— START PASSAGE TO READ —

If you think about entrance exams, resumes, and grades for money, what does all of that share?  Basically, it queues up this conversation:

You: I’m ever-so-smart, grade me and you’ll see.

Your customer: I’ll be the judge of that, junior.

Is this really the energy you want in your buying process and customer relationships?

It’s ironic, because performative content is meant as a flex and a demonstration of superiority.  But for it to actually serve that purpose and help you convert, your buyers have to allow it by patting you on the head and throwing you an “atta boy.”

(I’ll talk about the fine line between thought leadership and performative content a little later.)

Appealing for grades in this fashion also strongly indicates that you have a commodity offering.  After all, if you had some kind of USP or truly game-changing value proposition, why would you be acting like you were trying to get into Harvard alongside 10,000 other, similar people?  Why wouldn’t you just lead with what you can do for your buyers?

3. Fear and Fretting Make You Inefficient and Indecisive

When you’re creating performative content, you’re mainly preoccupied with how you look.  And performers are far more risk-averse than opportunity-seeking.

— END PASSAGE TO READ —
— START GIVEN INFORMATION —

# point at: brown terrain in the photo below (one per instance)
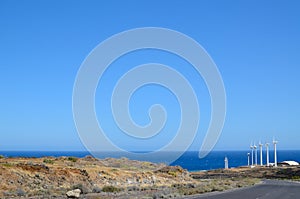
(51, 177)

— END GIVEN INFORMATION —

| TASK DETAILS |
Resume the passage on performative content above, picking up right after its final sentence and keeping its voice.

| RESULT |
In other words, performative content creators are most concerned with avoiding bad grades from readers.  This tends to lead to extremely banal, inoffensive content (“Dear Hiring Authority, my communication skills are excellent!”), but that’s not the biggest issue.

The biggest issue is that this fear makes performative creators optimize for (low-stakes) risk minimization.  They’ll procrastinate, fret, obsess, and get genuinely and sadly worked up over trivial things.  “We absolutely cannot post this content until we straighten out our stance on Oxford commas!”

And there is almost no content creation play that, from a business perspective, benefits from excessive fretting.  Everything gets slower, more expensive, more painful, and generally more miserable when you think of publishing a blog post the way you think of defending a PhD thesis in front a panel of professors.

In fact, if this describes your content, consider it a total.  If you truly want to minimize mistakes, you should minimize public content and find other ways to generate leads.  Your entire content marketing spend is probably a waste.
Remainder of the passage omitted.